• _Source extract_

____________________

Good To See The Gould
This episode marks the fourth time that Elliot Gould has hosted the show at this point in the challenge. Elliot Gould is one of those names that I've always known but never really knew why he was famous. I knew him more as the guy that would show up on talk shows like Carson or Letterman to provide comic relief throughout the night.
Even now when I look through his credits, I only recognize his cameo roles and when he's credited as "guest appearance." That's not to say that he has an unimpressive resume and I definitely don't hold it against his hosting duties. As a matter of fact, he's grown to be my second favorite reoccurring guest, but he's slowly catching up to where I'm as excited to see his name in the queue as I get when I see Buck Henry.
In other positive news about this appearance, this is the third episode in a row that I would consider slightly better than average with the continued footnote that the bar has been lowered this season.

____________________

• _Dataset excerpts_
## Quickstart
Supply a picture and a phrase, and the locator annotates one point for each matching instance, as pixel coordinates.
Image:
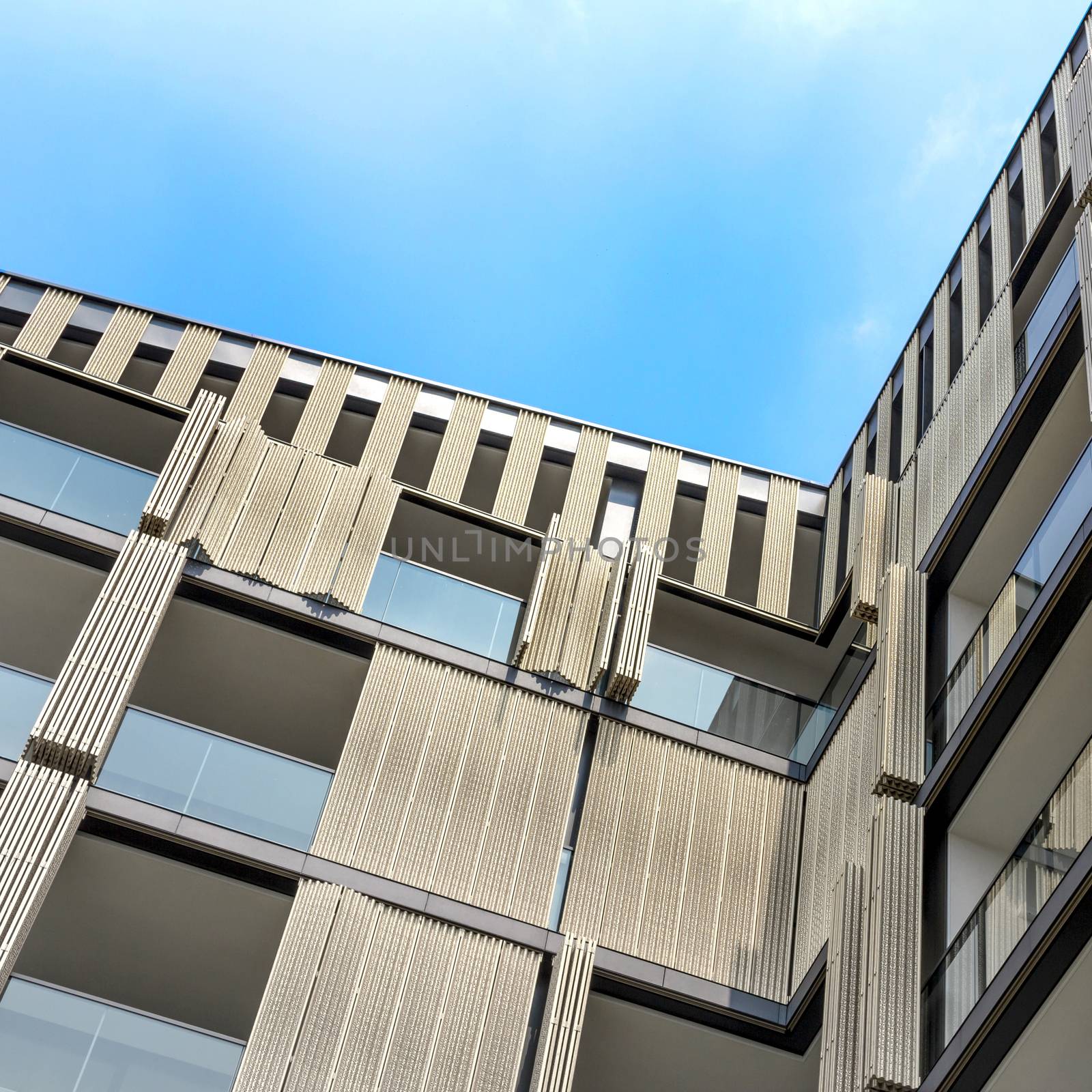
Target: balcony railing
(1051, 305)
(442, 607)
(55, 1040)
(725, 704)
(71, 482)
(1048, 849)
(186, 769)
(1046, 547)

____________________

• _Problems to work on_
• a. In the post about Elliot Gould's hosting, how many times has Gould hosted the show as of this episode?
• b. Continue the post about Elliot Gould's hosting from the point where it ends.

• _Responses by item number_
• a. This episode is his fourth time hosting.

• b.
As with all the other shows from season four, the sketches are all too long. The writers seem to be coping with what seems to be a practice of dividing these longer segments by trying to create two-in-one sketches rather than vary each sketch's length, making it so that they only use the time needed to get to the point and move on.
Now, before I get back into griping like I have for the past seven episode, it's time to move on myself to share what I saw as I give you...
The Wicker Breakdown:
Tonight's special episode is "interrupting" U.S. VS Taiwan Table Tennis Open.
Carter then addresses the nation from the White House lawn. He starts out talking about Christmas and then goes on to talk about the energy crisis and calls for his daughter Amy Carter to start the new WH tradition of unlighting the capital's Christmas tree to save as many resources as possible. Amy follows through and turns off the lights before announcing, "Live from New York..."
Elliot Gould then opens the show with his traditional opening song. This time he starts to sing Christmas Night In Harlem and is joined by Garrett Morris to validate the intentions of the song.
Dan Aykroyd then plays his pitchman character who is selling All-Flammable Christmas trees where they torch multiple dried out Christmas trees in a way that doesn't seem all that safe, especially in front of a live studio audience.
This is followed by a sketch about a big-assed family where all of the humor stems from everybody's oversized butts. Though this would now be considered body shaming, I kind of liked how the characters seemed like a happy family who just happened to have inherited this shape.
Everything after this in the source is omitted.